── QUOTED TEXT
Question

At a local company, the ages of all new employees hired during the last 10 years are normally distributed. The mean age is 38 years old, with a standard deviation of 10 years. Find the percent of new employees that are no more than 30 years old. Round to the nearest percent.

Answer 1

P = 21%

Explanation:

We look for the percentage of employees who are not more than 30 years old.

This is:

`P = (x)/(n) *100\%`

Where x is the number of new employees who are not over 30 years old and n is the total number of new employees.

We do not know the value of x or n. However, the probability of randomly selecting an employee that is not more than 30 years old is equal to
`P = (x)/(n)`

Then we can solve this problem by looking for the probability that a new employee is not more than 30 years old.

This is:

`P(X< 30)`

Then we find the z-score

`Z = (X - \mu)/(\sigma)`

We know that:

μ = 38 years

`\sigma = 10` years

So

`Z = -0.8`

Then

`P (X<30) = P ((X- \mu)/(\sigma) < (30-38)/(10))\\\\P (X<30) = P(Z<-0.8)`

By symmetry of the distribution

`P(Z<-0.8)=P(Z>0.8)`

Looking in the normal standard tables

`P(Z>0.8)=0.211`

Finally P = 21%
────
SET EXERCISE
Rewrite the employee-age solution between "We look for" and "of new employees.", inclusive, putting "workers" in place of "employees".
── DATASET RECORDS
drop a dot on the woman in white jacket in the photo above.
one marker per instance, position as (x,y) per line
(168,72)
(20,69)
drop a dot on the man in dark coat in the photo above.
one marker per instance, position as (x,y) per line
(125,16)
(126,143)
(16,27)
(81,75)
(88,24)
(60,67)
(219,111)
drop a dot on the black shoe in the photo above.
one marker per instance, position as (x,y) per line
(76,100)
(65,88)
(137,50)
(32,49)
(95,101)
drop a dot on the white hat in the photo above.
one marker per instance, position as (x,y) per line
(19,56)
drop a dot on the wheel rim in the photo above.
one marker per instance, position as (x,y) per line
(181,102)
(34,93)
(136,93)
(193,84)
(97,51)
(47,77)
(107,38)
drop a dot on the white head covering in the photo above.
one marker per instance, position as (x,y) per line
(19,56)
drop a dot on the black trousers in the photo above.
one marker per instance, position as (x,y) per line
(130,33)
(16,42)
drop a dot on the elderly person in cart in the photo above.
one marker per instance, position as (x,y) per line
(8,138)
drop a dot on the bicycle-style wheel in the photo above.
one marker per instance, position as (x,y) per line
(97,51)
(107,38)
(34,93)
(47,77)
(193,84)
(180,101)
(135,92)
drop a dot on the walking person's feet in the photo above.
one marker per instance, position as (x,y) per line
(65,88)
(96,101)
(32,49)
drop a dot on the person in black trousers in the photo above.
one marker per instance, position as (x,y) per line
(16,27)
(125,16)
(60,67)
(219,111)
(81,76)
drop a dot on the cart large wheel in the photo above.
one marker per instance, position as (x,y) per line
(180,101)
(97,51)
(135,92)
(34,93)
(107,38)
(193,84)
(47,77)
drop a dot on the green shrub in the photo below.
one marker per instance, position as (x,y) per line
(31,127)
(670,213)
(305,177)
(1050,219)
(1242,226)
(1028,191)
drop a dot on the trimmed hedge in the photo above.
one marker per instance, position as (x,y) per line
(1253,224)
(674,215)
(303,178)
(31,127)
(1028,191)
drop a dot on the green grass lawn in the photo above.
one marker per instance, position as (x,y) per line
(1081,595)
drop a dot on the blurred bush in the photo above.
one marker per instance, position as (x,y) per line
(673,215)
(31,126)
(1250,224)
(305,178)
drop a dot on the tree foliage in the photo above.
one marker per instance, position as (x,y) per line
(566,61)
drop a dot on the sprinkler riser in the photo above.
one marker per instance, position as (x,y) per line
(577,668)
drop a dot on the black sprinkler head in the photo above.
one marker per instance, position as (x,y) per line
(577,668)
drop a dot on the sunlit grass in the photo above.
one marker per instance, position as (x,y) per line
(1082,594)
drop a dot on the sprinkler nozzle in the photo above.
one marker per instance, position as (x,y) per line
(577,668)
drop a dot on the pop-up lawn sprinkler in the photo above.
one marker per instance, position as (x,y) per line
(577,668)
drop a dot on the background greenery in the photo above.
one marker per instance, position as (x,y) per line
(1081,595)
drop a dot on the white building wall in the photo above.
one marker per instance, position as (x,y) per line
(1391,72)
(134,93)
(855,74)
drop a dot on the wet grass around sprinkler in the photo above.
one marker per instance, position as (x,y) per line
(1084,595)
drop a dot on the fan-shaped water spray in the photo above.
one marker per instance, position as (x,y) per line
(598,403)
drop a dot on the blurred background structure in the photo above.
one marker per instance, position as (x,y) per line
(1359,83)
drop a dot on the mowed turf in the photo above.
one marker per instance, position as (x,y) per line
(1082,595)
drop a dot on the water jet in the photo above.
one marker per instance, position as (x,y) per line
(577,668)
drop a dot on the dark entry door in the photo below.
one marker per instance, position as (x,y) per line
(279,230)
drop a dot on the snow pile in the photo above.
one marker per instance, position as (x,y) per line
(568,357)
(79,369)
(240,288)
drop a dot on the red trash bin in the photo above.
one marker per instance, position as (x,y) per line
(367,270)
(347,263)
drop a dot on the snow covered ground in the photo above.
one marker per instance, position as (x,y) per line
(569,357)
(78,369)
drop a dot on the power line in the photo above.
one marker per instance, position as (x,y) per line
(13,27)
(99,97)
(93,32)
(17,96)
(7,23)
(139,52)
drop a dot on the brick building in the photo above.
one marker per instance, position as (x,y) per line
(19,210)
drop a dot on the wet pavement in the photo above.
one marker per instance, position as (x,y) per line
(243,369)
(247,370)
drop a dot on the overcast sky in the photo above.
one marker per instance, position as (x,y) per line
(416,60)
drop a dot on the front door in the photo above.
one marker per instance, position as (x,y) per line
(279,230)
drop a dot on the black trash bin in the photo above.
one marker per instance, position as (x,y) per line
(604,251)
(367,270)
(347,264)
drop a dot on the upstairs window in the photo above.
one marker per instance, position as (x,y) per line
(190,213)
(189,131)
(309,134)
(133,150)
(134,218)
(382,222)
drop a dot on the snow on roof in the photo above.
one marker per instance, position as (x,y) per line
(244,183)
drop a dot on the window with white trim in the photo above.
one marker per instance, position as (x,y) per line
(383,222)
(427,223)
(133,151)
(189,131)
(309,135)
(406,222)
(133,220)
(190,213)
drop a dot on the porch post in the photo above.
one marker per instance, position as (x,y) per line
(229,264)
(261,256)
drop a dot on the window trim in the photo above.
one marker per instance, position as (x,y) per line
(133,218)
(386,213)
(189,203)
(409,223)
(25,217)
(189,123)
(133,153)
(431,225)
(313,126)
────
WRITTEN REPLY
We look for the percentage of workers who are not more than 30 years old.

This is:

`P = (x)/(n) *100\%`

Where x is the number of new workers who are not over 30 years old and n is the total number of new workers.